» **Objetivo**: Copie todos os registros abaixo do jeito que estão, do primeiro ao último, mas deixe as imagens de fora.

++++

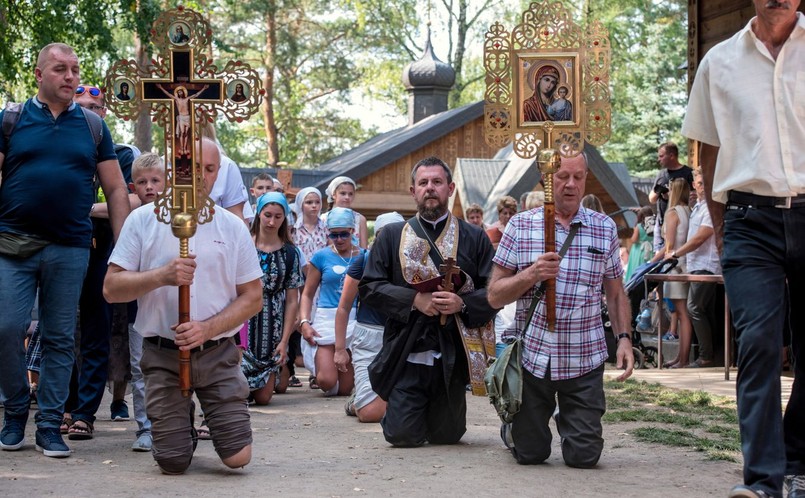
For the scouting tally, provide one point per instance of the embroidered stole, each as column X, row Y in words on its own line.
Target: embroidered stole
column 422, row 273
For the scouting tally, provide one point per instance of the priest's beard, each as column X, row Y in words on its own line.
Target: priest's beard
column 432, row 213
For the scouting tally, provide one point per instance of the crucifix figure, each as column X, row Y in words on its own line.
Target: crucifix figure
column 184, row 89
column 182, row 105
column 176, row 90
column 448, row 269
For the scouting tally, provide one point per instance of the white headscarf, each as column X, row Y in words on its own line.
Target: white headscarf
column 337, row 181
column 299, row 200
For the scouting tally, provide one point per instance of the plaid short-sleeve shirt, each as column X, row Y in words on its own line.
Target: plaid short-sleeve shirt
column 577, row 347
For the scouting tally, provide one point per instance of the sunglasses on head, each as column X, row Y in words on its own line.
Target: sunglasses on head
column 339, row 235
column 93, row 91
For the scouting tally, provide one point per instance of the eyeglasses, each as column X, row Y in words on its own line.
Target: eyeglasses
column 339, row 235
column 93, row 90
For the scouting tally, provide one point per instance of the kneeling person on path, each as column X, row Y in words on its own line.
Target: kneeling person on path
column 226, row 291
column 570, row 361
column 422, row 370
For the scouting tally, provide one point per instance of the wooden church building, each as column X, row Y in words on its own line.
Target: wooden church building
column 382, row 165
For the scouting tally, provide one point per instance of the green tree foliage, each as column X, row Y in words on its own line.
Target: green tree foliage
column 649, row 51
column 306, row 51
column 28, row 25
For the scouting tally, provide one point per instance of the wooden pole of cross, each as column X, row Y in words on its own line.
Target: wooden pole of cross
column 183, row 90
column 547, row 93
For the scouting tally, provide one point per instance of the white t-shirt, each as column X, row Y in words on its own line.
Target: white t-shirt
column 704, row 257
column 753, row 108
column 225, row 257
column 229, row 188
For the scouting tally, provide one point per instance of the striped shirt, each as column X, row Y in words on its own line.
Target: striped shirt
column 577, row 347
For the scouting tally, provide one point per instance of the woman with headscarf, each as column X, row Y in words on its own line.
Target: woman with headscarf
column 535, row 107
column 341, row 193
column 326, row 273
column 310, row 232
column 270, row 329
column 367, row 337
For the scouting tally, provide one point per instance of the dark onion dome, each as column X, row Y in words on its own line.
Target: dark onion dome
column 428, row 71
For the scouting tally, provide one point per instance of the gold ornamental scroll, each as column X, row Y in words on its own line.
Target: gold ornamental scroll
column 547, row 92
column 183, row 90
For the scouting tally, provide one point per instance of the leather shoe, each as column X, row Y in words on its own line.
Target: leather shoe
column 743, row 491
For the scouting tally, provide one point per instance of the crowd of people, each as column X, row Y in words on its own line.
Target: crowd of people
column 275, row 285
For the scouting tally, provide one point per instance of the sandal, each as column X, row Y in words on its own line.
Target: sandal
column 81, row 430
column 203, row 432
column 66, row 423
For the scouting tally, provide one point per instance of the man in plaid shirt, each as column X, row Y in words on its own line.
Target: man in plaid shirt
column 570, row 361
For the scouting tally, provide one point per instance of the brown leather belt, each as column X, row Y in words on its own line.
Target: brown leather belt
column 754, row 200
column 164, row 343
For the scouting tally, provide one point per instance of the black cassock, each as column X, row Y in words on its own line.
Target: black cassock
column 424, row 403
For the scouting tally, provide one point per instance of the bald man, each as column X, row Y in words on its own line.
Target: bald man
column 226, row 290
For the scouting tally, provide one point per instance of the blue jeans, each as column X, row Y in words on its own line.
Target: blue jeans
column 763, row 249
column 138, row 381
column 57, row 271
column 91, row 371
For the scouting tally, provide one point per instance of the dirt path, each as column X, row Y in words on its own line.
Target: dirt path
column 306, row 446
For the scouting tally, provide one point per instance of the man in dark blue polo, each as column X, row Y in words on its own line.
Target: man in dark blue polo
column 47, row 165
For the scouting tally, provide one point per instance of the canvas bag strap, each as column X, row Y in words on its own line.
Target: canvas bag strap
column 574, row 227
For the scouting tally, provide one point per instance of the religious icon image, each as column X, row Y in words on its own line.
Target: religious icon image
column 238, row 91
column 561, row 109
column 124, row 90
column 547, row 85
column 181, row 102
column 179, row 33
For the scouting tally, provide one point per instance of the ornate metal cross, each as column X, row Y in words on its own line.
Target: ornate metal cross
column 449, row 269
column 185, row 90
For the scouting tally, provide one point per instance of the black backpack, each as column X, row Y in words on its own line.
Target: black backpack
column 13, row 111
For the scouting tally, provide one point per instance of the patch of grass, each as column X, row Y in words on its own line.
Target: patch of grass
column 650, row 415
column 692, row 419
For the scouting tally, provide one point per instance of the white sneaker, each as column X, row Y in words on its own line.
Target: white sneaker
column 794, row 486
column 143, row 443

++++

» **Resposta esperada**:
For the scouting tally, provide one point per instance of the embroidered stole, each as column X, row Y in words on its own line.
Target: embroidered stole
column 422, row 273
For the scouting tally, provide one point per instance of the priest's beard, each as column X, row Y in words on its own line.
Target: priest's beard
column 432, row 213
For the scouting tally, provide one point per instance of the crucifix figure, each as column X, row Y in words on its own line.
Target: crucifix figure
column 184, row 89
column 182, row 105
column 176, row 90
column 448, row 269
For the scouting tally, provide one point per instance of the white headscarf, each as column X, row Y in words on its own line.
Target: white headscarf
column 337, row 181
column 299, row 200
For the scouting tally, provide one point per instance of the plaid short-sleeve shirt, each as column X, row Y in words on its own line.
Target: plaid short-sleeve shirt
column 577, row 347
For the scouting tally, provide one point per instance of the sunglasses on head, each as column X, row Y in words on its own line.
Target: sunglasses on head
column 339, row 235
column 93, row 91
For the scouting tally, provide one point per instance of the eyeglasses, each as column X, row Y in words on its own line.
Target: eyeglasses
column 339, row 235
column 93, row 90
For the scouting tally, provide one point per instance of the kneeling person on path, each as column X, row Y in words on its own line.
Target: kneeling person on path
column 226, row 291
column 570, row 361
column 422, row 370
For the scouting tally, provide one point per instance of the wooden church building, each as column X, row Y in words on its own line.
Target: wooden church building
column 382, row 165
For the scouting tally, provide one point per instance of the green tree foliage, each as column X, row Y in words on its own line.
Target: green tree foliage
column 649, row 51
column 306, row 51
column 28, row 25
For the scouting tally, provide one point per instance of the wooden pole of cross, each as column X, row Y in words on its own line.
Target: wooden pole of cross
column 183, row 90
column 547, row 93
For the scouting tally, provide one point per instance of the white t-shirt, each as column X, row Y in words on its own line.
Target: white t-shirt
column 704, row 257
column 753, row 108
column 225, row 257
column 229, row 188
For the scouting tally, provide one point per instance of the striped shirt, each as column X, row Y in words on its own line.
Target: striped shirt
column 577, row 347
For the scouting tally, provide one point per instance of the woman with headscarf, each as column X, row Y in words on its own line.
Target: woman with headscarf
column 535, row 107
column 341, row 193
column 326, row 273
column 310, row 232
column 270, row 329
column 367, row 337
For the scouting tally, provide one point per instance of the dark onion dome, each as column X, row Y in words on its own line.
Target: dark onion dome
column 428, row 71
For the scouting tally, provide one point per instance of the gold ornamental scroll, each as column X, row Y in words on its own line.
Target: gold ornamental scroll
column 547, row 92
column 183, row 90
For the scouting tally, provide one point per instance of the leather shoe, each as column X, row Y in words on its own line.
Target: leather shoe
column 743, row 491
For the scouting tally, provide one point per instance of the crowd of people, each as column X, row Y in words on its own line.
Target: crowd of people
column 275, row 285
For the scouting tally, provide one point per instance of the sandal, each as column X, row Y in words on its own line.
Target: sandal
column 81, row 430
column 203, row 432
column 66, row 423
For the scouting tally, provide one point per instance of the man in plaid shirt, each as column X, row Y in words on its own line.
Target: man in plaid shirt
column 570, row 361
For the scouting tally, provide one point per instance of the brown leather belt, each as column X, row Y in words on its own line.
Target: brown leather belt
column 754, row 200
column 164, row 343
For the scouting tally, provide one point per instance of the black cassock, each as column X, row Y in words on its own line.
Target: black cassock
column 424, row 403
For the scouting tally, provide one point per instance of the bald man, each as column X, row Y in words on its own line.
Target: bald man
column 226, row 290
For the scouting tally, provide one point per instance of the blue jeans, each as column X, row Y in words on its own line.
Target: blue jeans
column 763, row 249
column 138, row 381
column 57, row 271
column 91, row 371
For the scouting tally, provide one point per instance of the dirt path, each as column X, row Y in words on its own line.
Target: dirt path
column 306, row 446
For the scouting tally, provide one point per instance of the man in dark blue polo, each as column X, row Y in words on its own line.
Target: man in dark blue polo
column 47, row 165
For the scouting tally, provide one point per instance of the canvas bag strap, each as column X, row Y in words on its own line.
Target: canvas bag strap
column 574, row 227
For the scouting tally, provide one point per instance of the religious icon image, each as column X, row Y in words on its own line.
Target: religious icon image
column 238, row 91
column 561, row 109
column 124, row 90
column 547, row 85
column 181, row 102
column 179, row 33
For the scouting tally, provide one point per instance of the ornate metal cross, each as column X, row Y in words on its own line.
Target: ornate metal cross
column 449, row 269
column 185, row 90
For the scouting tally, provide one point per instance of the black backpack, each as column X, row Y in words on its own line.
Target: black backpack
column 13, row 111
For the scouting tally, provide one point per instance of the patch of grass, each as column X, row Y in words on its own line.
Target: patch of grass
column 650, row 415
column 692, row 419
For the scouting tally, provide one point per instance of the white sneaker, each as column X, row Y in words on its own line.
Target: white sneaker
column 794, row 486
column 143, row 443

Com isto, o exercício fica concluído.